▸ **YOUR INSTRUCTIONS**: Render every line of the records below as a numbered list, leaving out blank lines and the pictures.
====== AVAILABLE DATA ======
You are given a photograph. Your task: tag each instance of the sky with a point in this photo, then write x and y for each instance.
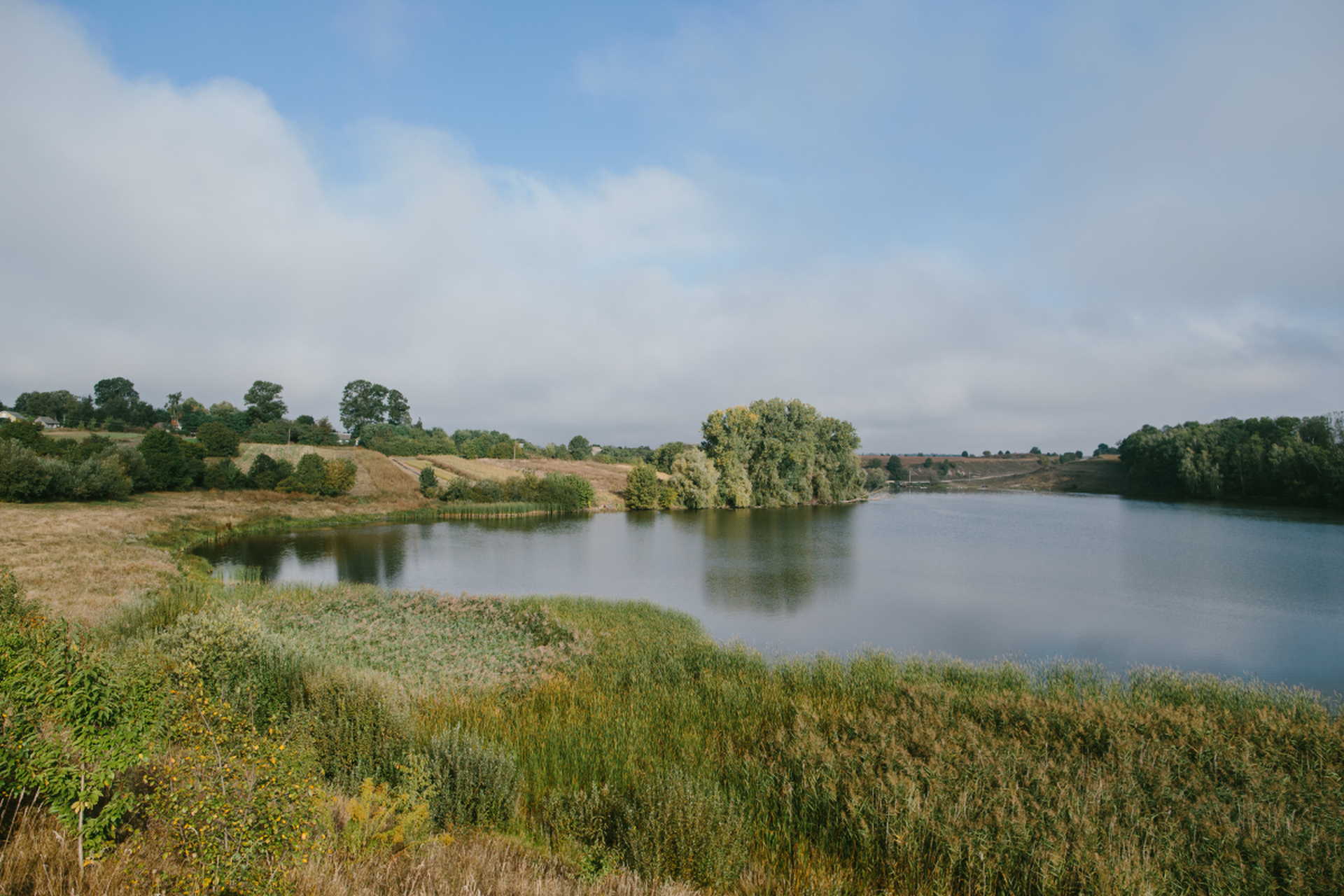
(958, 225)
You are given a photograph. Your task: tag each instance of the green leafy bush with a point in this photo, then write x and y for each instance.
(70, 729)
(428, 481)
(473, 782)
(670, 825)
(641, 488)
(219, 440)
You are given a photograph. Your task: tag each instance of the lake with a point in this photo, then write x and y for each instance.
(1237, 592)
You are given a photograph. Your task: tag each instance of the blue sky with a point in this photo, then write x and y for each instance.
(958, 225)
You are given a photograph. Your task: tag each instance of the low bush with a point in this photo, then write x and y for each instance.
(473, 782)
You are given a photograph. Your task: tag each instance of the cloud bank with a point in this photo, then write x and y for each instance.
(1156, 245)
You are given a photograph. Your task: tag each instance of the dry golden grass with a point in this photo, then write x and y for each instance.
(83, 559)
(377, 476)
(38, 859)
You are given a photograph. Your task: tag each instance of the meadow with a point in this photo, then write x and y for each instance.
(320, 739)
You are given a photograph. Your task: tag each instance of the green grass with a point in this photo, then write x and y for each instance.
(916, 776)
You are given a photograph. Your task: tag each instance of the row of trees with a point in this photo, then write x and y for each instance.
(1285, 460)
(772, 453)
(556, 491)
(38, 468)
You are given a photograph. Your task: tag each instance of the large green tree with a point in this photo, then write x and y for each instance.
======
▸ **RESPONSE TO THE TASK**:
1. You are given a photograph. Your task: tag each instance of the sky with a point in this photo, then write x and y for each instance.
2. (958, 225)
3. You are given a photograph. Your task: tag each instance of the green leafy bush with a point in this photo, then write x and y for each instance.
4. (70, 729)
5. (428, 481)
6. (473, 782)
7. (670, 825)
8. (641, 488)
9. (219, 440)
10. You are given a photograph. Your task: tag each instance of the lake with a point in this photo, then write x and y for each instance.
11. (1237, 592)
12. You are given a photograph. Your task: tag each instance of the blue sky with a point in this photo, then write x and y for each instance.
13. (958, 225)
14. You are given a photograph. Your task: tag each instance of the low bush with a point in this photo, then write x and y for each instance.
15. (473, 782)
16. You are given a photograph. Your task: tag each instance of the cloud bank with a point in this photo, then write x and y for each instance.
17. (1156, 245)
18. You are given a photograph. Your task: tag each instance of the dry golden grass with a point in this photo, then write x and y for each instance.
19. (83, 559)
20. (377, 476)
21. (38, 859)
22. You are given a photograph. Your task: tag each instance of the meadow with a point in this photo, then write x and y for each instance.
23. (320, 739)
24. You are given a photograph. Your task: tag each instance of the green grass with a point in this photo, then write x and y for each instance.
25. (916, 776)
26. You are given a photograph. Your task: tag each instance of the row of trees with a point in this photo, then write x and y for each instance.
27. (1285, 460)
28. (772, 453)
29. (556, 491)
30. (38, 468)
31. You are given a photograph. Your task: tag each instance of the large green tree with a point in this photo, then write x and y for each instance.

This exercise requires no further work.